## Your objective
Pick up the article on Blackstone's refinancing of a medical-property portfolio right after its last sentence.

## Text segment

Blackstone is tapping the commercial mortgage bond market to refinance yet another portfolio of medical properties, cashing out over $300 million of equity in the process.

A fund controlled by the private equity giant has obtained a commitment from four banks, Citigroup, Deutsche Bank, Goldman Sachs and Societe Generale, for a $1.4 billion floating-rate mortgage secured by 27 buildings with a total of over 4 million square feet, according to rating agency presale reports.

Proceeds from this first mortgage, along with $510 million of mezzanine financing provided by the same four banks, were used to refinance approximately $1.54 billion of existing, previously securitized debt, pay transaction costs, and return approximately $301.4 million of equity to the sponsor.

The first mortgage, which pays only interest, and no principal, for its entire extended term of up to seven years, is being used as collateral for an offering of mortgage bonds called BX 2018-BIOA.

The portfolio assets are located in California (58.1%), Massachusetts (37.4%), and Washington (4.5%) and are primarily occupied by life sciences tenants that use their space for office and/or laboratory use. The properties are leased to approximately 100 commercial tenants, with only three that account for more than 5% of base rent: Ironwood Pharmaceuticals (11.7% of base rent), Momenta Pharmaceuticals (8.1%) and Arena Pharmaceuticals (5.2%).

## Data shown
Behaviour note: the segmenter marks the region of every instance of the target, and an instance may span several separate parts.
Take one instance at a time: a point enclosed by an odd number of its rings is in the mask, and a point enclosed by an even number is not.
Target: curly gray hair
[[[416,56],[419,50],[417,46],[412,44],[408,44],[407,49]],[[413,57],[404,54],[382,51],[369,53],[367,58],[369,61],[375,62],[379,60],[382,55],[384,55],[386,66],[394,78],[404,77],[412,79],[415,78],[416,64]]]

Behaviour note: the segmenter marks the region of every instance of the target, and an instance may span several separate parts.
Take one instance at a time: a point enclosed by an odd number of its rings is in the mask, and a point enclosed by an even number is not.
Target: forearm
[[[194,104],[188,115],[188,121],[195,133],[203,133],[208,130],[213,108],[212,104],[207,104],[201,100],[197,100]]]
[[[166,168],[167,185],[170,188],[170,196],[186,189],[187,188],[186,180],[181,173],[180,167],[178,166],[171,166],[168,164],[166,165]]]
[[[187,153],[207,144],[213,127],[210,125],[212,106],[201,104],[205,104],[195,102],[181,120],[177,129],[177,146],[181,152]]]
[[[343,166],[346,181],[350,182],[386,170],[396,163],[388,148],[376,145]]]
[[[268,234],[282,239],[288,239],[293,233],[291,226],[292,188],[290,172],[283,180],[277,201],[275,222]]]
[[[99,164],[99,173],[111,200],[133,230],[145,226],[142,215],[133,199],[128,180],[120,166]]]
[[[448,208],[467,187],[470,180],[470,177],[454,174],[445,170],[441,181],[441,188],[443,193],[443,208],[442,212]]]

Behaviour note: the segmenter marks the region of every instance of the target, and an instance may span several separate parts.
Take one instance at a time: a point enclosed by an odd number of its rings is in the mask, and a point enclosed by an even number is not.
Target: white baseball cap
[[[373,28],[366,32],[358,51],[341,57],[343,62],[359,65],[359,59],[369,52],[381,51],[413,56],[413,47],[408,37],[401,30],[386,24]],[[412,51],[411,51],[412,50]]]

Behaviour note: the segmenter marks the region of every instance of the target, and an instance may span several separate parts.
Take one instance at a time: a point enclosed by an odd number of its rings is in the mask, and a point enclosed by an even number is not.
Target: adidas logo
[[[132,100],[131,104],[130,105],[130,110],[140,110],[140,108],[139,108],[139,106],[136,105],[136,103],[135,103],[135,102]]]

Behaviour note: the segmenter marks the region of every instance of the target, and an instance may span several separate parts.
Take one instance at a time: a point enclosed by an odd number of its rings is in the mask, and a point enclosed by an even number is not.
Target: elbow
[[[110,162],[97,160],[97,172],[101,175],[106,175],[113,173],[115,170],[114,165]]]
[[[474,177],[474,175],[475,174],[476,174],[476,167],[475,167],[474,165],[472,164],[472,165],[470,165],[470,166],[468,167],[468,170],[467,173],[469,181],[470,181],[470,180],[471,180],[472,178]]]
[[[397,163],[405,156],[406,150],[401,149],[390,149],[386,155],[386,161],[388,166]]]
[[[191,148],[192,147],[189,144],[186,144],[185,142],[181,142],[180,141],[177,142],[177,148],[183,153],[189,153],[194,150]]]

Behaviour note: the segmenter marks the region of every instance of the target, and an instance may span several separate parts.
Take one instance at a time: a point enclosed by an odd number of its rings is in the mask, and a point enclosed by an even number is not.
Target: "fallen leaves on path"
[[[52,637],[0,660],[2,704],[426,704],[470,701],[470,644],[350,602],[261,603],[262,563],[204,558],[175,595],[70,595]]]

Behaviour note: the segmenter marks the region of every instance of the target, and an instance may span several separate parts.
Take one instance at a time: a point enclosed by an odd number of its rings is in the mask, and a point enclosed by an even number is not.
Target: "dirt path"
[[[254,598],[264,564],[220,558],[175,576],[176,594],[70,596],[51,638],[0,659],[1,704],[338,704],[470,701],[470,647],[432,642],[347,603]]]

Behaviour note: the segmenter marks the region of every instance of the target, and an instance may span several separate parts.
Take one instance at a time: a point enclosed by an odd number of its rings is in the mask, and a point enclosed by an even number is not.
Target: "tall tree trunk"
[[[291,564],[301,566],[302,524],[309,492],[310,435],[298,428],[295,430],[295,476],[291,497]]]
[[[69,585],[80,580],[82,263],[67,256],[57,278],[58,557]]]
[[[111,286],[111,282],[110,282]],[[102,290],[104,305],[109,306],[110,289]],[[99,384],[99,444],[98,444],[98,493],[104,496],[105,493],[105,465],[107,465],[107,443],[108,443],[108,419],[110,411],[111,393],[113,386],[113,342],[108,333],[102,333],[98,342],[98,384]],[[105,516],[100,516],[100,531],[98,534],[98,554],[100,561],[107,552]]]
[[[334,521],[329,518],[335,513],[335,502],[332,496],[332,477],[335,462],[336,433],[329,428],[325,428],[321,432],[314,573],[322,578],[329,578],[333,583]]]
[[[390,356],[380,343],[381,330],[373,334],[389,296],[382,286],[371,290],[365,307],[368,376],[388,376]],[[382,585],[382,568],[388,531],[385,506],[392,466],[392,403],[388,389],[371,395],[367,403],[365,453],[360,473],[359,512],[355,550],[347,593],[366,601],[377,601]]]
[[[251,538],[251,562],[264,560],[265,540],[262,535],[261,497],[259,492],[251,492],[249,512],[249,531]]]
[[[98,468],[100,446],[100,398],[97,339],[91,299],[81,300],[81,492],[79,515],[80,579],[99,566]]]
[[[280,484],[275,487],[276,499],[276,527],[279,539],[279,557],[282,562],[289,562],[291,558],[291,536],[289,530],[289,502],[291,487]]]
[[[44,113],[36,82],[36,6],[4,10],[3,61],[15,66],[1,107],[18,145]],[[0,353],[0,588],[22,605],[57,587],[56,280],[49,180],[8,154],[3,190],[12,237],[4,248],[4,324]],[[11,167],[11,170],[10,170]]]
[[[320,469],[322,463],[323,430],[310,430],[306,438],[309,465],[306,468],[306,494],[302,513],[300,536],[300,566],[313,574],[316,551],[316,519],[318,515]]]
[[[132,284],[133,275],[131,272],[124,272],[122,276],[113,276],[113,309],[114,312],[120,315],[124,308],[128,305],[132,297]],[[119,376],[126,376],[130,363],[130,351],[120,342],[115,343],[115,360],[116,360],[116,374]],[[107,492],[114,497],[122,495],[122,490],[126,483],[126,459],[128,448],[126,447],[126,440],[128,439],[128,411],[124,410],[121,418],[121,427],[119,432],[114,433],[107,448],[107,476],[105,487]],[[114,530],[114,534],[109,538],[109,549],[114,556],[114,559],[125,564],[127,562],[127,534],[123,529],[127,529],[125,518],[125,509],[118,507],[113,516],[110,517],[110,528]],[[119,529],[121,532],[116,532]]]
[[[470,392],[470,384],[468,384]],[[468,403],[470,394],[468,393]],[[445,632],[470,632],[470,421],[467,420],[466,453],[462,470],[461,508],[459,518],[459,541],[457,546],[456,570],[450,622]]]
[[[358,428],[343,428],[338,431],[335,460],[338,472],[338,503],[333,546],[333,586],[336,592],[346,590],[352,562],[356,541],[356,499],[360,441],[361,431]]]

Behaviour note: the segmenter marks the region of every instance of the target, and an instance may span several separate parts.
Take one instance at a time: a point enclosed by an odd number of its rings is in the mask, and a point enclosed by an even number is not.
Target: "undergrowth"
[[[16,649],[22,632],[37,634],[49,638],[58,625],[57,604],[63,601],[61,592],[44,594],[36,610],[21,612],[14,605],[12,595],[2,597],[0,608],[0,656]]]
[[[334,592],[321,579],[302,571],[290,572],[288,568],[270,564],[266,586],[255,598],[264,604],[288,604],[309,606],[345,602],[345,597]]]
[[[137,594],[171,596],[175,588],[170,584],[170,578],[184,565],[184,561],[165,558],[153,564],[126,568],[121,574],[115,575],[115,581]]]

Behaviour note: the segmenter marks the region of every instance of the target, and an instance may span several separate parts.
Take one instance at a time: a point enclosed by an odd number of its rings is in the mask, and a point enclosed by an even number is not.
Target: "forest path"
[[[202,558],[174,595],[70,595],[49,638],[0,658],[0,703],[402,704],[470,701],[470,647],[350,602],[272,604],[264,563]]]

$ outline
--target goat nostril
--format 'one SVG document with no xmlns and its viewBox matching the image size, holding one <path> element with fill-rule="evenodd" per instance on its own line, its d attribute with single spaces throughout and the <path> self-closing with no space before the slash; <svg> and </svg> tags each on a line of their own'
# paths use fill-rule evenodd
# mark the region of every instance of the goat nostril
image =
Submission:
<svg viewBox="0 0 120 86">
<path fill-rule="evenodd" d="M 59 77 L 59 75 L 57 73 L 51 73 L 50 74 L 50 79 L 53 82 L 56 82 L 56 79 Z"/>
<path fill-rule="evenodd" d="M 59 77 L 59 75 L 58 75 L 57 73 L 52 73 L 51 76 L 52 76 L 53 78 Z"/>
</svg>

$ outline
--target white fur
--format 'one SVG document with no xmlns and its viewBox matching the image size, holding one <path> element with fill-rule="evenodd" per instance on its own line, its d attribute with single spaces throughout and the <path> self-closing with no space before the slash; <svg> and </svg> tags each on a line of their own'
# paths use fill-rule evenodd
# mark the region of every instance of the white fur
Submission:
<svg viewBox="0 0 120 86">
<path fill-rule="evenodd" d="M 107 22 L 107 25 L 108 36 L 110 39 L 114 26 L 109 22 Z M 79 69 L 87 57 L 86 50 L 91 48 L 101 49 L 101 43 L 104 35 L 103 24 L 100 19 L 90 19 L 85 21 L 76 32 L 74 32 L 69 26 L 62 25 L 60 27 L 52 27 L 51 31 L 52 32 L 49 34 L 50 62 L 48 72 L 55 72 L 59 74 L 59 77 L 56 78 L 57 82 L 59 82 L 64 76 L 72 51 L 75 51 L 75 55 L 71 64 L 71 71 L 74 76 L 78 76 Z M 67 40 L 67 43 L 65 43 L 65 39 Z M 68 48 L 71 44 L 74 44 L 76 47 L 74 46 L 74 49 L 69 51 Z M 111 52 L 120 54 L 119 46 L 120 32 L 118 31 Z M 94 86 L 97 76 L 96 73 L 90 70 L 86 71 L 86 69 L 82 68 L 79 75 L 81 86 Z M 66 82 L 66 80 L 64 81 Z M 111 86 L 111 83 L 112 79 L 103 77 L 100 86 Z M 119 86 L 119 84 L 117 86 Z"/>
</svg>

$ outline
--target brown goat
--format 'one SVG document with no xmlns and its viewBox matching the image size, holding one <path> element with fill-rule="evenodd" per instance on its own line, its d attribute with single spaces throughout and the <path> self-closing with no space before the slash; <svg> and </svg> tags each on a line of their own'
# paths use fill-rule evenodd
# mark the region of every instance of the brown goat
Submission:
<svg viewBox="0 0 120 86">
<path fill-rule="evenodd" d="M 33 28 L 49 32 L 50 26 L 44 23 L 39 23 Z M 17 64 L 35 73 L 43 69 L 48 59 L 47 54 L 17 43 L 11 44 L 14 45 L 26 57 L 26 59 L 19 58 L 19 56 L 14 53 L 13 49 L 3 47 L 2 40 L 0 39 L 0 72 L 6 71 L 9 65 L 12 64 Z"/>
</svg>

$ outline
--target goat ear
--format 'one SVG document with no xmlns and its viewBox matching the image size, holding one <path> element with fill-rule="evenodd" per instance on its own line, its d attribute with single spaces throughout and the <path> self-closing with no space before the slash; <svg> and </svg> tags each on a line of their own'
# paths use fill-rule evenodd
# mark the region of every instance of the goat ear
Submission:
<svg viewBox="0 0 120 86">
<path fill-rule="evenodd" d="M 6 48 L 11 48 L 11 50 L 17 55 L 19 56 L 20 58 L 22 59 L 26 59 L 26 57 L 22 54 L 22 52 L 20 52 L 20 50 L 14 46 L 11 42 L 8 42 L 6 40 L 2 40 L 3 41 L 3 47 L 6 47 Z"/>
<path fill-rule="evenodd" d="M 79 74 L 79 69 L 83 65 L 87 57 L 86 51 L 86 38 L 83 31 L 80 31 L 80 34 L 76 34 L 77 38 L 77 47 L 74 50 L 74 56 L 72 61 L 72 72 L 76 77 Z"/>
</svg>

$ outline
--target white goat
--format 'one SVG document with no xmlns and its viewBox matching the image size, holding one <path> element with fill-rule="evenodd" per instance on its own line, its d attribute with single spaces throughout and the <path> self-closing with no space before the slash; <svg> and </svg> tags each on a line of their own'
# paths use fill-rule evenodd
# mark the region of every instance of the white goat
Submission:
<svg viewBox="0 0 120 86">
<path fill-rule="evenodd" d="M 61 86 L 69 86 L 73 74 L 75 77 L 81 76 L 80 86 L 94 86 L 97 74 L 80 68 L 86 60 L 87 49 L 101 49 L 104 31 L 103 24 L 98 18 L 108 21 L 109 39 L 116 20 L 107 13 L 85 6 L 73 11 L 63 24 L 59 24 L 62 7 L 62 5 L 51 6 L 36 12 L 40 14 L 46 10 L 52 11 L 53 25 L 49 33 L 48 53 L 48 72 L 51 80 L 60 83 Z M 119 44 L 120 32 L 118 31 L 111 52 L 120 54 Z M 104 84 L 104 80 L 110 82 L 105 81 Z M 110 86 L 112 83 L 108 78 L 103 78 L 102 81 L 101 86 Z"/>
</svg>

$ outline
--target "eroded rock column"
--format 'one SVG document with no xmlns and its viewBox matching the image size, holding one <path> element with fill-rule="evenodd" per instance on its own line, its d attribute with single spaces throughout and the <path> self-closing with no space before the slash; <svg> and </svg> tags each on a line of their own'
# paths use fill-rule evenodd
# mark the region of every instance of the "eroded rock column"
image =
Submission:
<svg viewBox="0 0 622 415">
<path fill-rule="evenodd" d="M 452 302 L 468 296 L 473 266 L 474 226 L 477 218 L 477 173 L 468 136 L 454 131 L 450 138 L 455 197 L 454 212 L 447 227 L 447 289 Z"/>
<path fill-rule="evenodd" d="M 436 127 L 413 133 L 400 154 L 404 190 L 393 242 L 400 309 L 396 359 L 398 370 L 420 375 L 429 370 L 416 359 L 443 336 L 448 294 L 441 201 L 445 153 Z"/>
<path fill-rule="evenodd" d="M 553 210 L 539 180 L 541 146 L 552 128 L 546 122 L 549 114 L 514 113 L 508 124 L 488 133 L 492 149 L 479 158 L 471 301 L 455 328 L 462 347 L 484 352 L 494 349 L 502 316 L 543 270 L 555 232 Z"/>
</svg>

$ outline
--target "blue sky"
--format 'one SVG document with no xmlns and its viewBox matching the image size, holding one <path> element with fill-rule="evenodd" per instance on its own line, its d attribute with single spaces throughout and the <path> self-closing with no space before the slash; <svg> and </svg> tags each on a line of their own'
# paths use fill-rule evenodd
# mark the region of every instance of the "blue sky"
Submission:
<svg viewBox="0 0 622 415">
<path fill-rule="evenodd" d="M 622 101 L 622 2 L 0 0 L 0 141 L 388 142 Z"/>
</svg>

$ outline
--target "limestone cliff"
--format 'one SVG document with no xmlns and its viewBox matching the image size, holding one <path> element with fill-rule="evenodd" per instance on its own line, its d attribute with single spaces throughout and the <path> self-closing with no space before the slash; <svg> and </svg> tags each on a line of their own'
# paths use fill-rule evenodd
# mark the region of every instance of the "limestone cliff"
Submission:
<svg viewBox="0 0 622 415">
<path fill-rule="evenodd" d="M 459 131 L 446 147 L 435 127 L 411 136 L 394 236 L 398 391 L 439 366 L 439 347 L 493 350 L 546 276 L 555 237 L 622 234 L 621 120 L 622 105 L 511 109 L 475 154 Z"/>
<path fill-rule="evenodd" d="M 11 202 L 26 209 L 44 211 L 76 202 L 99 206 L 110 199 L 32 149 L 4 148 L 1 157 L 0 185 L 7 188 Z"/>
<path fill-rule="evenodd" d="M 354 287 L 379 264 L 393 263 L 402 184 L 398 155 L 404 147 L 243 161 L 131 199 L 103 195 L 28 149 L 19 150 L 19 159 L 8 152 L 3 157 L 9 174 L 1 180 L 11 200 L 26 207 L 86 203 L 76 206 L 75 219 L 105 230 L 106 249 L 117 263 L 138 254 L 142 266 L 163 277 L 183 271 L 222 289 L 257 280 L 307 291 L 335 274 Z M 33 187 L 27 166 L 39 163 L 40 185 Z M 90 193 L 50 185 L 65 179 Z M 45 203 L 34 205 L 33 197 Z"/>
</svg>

## Exercise answer
The owner, BRE Edison Holdings, which is associated with the Blackstone Real Estate Partners VIII fund, acquired the properties in January 2016 through its acquisition of BioMed Realty Trust and securitized them in a January 2016 transaction called CGGS 2016-RND transaction. However, the previous loan was originally secured by 31 properties, two of which were sold through tenant purchase options and two of which were released as collateral for the loan and refinanced in separate transactions.

Among the strengths of the deal, according to Fitch, is the fact that the portfolio is well leased at 94%, up from 90.9% when it was originally securitized. Over the past two years, Blackstone has boosted rent by 13% to $38.94 per square foot from $33.64, excluding the one multifamily building in the portfolio, Kendall Crossing Apartments.

Fitch considers the transaction’s aggregate leverage to be high. It puts the debt service coverage ratio and loan-to-value ratio at 0.87x and 103.1%, respectively. Taking into account the $510 million of mezzanine debt held outside the trust, these metrics rise to 0.63x and 140.6%, respectively.